[Entries shown]

* * *

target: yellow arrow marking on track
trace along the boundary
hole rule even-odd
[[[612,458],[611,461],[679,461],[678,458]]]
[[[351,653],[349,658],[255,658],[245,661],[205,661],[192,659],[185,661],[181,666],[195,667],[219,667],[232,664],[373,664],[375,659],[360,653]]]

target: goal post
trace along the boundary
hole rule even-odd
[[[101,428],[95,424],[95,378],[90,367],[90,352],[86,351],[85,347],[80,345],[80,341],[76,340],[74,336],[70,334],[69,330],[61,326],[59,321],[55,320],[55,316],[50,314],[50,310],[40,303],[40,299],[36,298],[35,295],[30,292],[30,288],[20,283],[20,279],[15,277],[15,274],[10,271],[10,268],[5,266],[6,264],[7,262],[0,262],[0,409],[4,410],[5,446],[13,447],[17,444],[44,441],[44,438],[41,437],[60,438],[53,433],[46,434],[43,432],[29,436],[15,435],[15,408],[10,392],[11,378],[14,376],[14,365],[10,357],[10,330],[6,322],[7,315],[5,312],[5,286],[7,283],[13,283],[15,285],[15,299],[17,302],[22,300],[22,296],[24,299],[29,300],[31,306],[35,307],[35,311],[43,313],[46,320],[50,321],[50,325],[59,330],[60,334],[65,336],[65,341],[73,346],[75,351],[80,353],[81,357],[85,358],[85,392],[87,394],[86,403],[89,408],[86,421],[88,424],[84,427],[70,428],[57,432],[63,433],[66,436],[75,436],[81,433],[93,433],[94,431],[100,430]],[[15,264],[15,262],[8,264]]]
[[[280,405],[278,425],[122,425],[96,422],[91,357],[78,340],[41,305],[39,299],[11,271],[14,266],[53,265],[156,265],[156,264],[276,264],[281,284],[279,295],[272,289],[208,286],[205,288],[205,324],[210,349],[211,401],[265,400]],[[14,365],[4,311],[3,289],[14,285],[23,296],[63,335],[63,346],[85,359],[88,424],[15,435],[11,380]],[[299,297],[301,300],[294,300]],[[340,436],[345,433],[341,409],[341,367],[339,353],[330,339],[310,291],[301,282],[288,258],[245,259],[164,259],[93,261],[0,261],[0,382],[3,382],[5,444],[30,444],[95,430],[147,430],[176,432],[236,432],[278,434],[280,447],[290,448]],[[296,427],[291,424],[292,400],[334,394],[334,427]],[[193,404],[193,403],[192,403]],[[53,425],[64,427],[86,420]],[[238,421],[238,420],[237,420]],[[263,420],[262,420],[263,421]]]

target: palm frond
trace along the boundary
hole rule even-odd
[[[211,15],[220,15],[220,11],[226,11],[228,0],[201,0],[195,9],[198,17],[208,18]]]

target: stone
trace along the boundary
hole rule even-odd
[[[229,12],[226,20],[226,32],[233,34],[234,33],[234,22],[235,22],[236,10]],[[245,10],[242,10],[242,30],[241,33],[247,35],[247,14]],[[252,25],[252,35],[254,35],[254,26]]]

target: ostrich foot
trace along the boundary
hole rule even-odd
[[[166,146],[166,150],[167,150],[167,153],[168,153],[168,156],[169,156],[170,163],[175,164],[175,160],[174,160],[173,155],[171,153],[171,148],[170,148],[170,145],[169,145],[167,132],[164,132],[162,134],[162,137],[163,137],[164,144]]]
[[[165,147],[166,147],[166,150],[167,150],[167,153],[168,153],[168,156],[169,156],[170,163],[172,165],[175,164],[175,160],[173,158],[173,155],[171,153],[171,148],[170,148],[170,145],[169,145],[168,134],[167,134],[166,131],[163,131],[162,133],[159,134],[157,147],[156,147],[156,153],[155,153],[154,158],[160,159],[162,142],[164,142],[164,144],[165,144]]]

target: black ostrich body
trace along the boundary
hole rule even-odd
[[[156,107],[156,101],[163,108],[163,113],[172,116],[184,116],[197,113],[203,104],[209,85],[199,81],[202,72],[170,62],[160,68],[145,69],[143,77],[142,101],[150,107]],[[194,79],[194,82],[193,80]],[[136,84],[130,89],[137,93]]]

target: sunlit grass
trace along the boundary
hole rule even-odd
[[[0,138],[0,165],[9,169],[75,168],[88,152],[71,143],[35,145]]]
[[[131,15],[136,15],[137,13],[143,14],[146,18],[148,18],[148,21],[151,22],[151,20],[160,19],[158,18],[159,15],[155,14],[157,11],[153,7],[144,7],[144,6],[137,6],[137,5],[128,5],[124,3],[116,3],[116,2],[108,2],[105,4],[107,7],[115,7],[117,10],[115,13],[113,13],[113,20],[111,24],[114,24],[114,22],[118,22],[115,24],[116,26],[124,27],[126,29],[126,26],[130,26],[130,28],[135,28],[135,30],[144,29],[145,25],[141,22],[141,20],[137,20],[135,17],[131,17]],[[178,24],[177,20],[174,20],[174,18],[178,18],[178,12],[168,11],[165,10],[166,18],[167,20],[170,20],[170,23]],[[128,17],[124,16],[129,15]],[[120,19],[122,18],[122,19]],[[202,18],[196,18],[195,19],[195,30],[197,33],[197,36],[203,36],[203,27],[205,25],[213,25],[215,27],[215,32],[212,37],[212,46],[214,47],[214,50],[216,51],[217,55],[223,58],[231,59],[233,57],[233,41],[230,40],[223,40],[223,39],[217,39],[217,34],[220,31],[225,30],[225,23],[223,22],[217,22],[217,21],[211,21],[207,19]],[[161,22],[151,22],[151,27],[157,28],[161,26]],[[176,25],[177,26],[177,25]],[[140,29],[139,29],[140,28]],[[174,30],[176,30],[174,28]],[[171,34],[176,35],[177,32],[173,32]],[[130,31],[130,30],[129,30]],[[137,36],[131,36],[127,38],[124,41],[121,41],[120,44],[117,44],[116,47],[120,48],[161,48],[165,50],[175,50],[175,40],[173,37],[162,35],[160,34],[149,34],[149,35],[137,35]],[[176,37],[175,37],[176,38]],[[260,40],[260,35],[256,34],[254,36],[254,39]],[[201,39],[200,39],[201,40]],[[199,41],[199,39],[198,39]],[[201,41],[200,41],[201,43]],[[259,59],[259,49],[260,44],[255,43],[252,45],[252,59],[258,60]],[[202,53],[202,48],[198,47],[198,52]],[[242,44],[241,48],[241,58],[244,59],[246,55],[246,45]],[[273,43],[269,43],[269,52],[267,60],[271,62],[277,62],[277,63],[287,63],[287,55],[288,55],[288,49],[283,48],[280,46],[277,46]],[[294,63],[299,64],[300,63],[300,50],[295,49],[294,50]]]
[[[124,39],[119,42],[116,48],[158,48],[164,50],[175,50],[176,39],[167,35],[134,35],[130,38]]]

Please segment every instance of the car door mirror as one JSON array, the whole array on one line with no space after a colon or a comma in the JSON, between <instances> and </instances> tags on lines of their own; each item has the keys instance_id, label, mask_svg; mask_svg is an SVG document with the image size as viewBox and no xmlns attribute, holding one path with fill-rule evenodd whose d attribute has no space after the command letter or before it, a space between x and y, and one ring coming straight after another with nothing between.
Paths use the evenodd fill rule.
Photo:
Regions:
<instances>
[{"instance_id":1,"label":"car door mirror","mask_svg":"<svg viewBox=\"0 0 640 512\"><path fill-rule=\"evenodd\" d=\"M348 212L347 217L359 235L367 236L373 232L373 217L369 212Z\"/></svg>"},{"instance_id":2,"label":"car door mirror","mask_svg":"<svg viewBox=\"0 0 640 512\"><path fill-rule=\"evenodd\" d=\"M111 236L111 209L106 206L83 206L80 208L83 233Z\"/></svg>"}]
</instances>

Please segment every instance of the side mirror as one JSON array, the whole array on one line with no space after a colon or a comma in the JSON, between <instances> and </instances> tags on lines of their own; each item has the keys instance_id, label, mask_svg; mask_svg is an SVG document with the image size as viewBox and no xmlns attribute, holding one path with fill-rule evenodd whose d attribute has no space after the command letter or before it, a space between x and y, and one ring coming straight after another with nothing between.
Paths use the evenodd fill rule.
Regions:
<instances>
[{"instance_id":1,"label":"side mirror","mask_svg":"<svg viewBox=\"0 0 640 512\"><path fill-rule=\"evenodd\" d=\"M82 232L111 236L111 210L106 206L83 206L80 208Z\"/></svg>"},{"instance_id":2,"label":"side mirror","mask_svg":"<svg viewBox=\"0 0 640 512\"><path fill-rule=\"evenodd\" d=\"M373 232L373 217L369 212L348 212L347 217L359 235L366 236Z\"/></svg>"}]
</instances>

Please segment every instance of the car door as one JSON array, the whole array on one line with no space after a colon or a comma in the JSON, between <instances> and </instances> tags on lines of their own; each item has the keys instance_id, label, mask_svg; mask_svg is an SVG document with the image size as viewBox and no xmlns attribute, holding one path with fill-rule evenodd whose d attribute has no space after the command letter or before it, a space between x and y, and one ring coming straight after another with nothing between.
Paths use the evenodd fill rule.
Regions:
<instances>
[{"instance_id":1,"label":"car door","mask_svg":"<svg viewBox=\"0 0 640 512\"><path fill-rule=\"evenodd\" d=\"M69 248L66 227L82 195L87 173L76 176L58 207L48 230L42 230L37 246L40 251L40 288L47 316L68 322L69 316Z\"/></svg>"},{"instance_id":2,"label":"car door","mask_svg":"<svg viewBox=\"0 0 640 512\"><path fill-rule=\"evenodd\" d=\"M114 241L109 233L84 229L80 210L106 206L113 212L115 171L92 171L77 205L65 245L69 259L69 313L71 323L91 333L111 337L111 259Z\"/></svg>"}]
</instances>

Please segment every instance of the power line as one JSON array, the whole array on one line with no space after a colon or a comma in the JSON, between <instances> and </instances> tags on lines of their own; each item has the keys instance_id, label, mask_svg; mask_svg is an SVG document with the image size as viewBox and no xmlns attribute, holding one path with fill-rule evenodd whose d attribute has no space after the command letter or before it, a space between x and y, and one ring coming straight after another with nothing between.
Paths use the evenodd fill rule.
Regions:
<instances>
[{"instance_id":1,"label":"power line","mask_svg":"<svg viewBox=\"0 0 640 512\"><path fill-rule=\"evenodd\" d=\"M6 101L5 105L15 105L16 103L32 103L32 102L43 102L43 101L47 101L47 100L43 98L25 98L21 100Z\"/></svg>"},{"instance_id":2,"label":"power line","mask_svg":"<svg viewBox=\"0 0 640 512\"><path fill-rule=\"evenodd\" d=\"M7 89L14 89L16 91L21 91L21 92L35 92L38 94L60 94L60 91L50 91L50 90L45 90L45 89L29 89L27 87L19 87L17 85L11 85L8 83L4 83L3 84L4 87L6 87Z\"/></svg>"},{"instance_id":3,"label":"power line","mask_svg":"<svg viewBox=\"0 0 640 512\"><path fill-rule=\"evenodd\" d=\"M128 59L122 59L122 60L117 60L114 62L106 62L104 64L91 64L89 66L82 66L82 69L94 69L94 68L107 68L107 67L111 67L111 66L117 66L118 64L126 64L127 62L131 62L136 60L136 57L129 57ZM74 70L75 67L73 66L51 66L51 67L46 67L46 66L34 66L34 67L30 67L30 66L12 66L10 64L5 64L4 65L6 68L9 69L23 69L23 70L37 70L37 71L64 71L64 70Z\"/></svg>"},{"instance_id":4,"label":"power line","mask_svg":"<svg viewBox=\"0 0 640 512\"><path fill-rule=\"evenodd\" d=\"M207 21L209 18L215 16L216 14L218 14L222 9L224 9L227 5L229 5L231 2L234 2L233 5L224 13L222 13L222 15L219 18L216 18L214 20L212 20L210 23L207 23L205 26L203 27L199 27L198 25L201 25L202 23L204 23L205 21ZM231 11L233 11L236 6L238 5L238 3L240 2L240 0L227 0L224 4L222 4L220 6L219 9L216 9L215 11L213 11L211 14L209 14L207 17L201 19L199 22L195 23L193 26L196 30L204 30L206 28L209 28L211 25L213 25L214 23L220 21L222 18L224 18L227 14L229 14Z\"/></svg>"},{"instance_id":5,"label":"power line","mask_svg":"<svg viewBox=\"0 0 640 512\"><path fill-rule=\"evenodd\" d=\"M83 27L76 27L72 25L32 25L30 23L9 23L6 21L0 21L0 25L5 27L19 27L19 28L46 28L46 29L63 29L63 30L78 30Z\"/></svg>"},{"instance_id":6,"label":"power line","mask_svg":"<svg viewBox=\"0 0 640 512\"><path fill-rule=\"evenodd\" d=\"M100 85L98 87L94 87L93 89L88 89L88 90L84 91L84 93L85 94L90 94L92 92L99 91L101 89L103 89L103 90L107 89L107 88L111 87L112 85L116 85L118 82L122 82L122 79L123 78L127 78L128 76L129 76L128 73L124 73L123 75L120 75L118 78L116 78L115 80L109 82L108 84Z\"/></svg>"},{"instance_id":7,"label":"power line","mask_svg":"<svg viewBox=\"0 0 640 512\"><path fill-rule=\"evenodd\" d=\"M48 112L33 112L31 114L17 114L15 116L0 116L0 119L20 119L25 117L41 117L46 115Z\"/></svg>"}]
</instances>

* * *

[Problem description] Using the material above, return every line that holds the string "target".

[Solution]
target: yellow arrow marking on track
target: goal post
target: palm frond
target: stone
target: ostrich foot
target: black ostrich body
target: sunlit grass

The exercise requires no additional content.